• Consigna:
Cuenta cuántas líneas de las entradas siguientes contienen la palabra "thin". Responde únicamente con ese número.

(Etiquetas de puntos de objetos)
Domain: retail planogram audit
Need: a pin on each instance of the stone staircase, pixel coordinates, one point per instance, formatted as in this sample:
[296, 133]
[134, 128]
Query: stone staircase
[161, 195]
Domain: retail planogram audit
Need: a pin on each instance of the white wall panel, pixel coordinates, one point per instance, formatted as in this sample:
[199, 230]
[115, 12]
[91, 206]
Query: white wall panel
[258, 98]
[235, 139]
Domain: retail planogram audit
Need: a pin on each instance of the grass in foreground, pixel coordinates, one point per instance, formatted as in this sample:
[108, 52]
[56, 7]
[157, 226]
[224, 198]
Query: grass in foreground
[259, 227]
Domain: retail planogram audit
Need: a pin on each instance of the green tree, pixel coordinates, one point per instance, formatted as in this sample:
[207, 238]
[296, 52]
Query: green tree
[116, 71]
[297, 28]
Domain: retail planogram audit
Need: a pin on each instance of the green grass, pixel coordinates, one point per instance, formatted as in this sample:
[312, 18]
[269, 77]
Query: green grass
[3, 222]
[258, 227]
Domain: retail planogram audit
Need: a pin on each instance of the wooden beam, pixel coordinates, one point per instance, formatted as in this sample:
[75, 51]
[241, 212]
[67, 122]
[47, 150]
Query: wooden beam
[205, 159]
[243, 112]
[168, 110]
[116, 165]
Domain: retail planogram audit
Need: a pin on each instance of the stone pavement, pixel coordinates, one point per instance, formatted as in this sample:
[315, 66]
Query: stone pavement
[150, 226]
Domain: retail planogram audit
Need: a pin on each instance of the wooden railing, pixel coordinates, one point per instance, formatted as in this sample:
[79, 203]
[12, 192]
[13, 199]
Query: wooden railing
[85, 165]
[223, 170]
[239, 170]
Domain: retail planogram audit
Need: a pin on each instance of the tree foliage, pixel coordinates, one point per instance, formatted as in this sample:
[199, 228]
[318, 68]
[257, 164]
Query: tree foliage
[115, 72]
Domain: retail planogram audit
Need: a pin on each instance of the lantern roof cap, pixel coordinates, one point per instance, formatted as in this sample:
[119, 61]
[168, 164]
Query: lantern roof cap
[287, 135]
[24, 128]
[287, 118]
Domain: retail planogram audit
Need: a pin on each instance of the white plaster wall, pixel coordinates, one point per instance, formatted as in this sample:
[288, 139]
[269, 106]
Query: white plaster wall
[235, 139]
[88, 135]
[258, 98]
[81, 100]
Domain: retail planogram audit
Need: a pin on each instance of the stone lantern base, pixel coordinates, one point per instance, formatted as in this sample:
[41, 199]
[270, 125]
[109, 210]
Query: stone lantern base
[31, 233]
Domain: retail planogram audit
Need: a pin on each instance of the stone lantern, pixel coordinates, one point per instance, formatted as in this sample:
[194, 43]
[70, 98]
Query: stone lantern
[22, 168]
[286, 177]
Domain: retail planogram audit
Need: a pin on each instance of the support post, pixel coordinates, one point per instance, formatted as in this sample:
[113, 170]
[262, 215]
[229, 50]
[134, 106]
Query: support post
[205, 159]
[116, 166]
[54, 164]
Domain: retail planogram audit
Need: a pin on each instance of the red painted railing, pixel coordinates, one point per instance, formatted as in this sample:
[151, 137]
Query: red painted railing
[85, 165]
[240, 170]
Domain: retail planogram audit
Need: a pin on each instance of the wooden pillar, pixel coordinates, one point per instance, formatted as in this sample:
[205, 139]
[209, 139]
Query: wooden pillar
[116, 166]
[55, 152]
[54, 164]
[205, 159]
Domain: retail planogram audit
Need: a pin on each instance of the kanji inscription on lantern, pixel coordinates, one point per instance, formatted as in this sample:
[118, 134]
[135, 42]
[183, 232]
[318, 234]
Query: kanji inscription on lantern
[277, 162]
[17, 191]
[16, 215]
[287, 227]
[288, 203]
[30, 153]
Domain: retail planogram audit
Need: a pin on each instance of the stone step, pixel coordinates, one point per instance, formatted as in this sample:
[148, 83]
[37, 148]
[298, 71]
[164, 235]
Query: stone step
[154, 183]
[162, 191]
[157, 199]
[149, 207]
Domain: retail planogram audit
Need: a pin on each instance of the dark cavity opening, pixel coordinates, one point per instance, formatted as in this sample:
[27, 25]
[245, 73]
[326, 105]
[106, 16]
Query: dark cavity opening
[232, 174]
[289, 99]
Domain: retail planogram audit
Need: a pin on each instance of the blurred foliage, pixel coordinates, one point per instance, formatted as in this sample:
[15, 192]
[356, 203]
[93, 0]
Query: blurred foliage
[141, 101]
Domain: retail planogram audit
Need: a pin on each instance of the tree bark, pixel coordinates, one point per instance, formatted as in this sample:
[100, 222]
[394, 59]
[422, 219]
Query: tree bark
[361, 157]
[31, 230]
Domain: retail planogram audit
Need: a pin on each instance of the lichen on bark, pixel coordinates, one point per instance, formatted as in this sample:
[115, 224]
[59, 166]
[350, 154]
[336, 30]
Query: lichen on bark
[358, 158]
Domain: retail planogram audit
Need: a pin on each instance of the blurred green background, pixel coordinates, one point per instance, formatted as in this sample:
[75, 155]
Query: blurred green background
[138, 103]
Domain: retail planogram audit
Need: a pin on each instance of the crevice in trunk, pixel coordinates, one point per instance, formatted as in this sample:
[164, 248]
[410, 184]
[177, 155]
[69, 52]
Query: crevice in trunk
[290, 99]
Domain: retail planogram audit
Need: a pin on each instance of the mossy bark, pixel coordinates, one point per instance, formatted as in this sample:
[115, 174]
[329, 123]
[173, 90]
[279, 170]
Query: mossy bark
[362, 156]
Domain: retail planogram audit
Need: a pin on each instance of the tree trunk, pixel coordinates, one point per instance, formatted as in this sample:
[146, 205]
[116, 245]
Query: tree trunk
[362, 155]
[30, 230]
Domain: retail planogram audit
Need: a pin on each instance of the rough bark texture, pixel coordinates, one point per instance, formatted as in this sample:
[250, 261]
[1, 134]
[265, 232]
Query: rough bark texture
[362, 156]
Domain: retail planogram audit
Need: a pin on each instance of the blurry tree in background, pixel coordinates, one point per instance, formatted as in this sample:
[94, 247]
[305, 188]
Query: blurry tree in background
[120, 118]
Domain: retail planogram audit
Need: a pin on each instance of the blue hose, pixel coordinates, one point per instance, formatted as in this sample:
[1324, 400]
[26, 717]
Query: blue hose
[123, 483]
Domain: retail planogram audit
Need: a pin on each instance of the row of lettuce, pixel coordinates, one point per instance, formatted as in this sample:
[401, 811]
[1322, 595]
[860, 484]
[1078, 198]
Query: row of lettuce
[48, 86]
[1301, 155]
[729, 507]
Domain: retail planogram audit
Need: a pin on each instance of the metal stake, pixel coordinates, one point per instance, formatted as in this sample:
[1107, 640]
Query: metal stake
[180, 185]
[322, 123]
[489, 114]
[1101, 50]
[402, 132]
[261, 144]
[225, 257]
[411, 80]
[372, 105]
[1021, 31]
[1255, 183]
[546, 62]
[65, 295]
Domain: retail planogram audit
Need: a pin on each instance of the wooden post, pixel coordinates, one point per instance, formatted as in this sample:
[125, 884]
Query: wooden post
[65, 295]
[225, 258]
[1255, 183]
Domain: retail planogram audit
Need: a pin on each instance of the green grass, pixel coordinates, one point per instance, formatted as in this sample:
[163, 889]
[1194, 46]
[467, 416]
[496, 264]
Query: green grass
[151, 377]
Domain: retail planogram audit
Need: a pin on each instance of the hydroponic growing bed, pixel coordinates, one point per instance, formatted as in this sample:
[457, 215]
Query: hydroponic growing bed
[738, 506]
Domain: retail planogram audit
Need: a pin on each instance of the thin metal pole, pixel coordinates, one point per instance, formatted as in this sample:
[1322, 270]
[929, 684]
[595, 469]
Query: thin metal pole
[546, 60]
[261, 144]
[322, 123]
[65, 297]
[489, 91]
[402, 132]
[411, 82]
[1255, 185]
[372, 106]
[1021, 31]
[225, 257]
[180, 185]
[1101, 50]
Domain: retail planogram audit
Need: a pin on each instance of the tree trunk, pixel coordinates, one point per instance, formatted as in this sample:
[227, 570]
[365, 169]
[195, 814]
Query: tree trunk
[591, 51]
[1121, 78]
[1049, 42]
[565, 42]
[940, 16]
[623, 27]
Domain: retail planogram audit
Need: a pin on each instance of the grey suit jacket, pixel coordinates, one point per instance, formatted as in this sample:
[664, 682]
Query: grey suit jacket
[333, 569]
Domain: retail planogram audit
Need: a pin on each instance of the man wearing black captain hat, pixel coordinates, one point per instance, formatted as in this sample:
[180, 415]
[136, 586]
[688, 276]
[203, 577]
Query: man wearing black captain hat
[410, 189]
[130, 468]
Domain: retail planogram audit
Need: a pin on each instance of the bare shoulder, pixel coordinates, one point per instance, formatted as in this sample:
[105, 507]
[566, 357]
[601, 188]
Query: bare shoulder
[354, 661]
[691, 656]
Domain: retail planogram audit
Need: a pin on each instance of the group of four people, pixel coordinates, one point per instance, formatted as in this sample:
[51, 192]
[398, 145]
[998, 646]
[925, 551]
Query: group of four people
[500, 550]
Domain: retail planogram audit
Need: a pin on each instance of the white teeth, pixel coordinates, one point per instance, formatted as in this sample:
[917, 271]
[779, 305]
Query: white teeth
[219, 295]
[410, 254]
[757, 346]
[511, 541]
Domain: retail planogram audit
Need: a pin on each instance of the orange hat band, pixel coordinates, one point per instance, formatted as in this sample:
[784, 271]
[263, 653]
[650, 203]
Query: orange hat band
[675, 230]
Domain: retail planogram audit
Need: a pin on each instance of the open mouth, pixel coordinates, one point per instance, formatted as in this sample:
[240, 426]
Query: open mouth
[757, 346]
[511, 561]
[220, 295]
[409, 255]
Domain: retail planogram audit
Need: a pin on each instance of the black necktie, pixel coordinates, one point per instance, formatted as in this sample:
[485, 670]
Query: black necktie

• Resultado obtenido:
2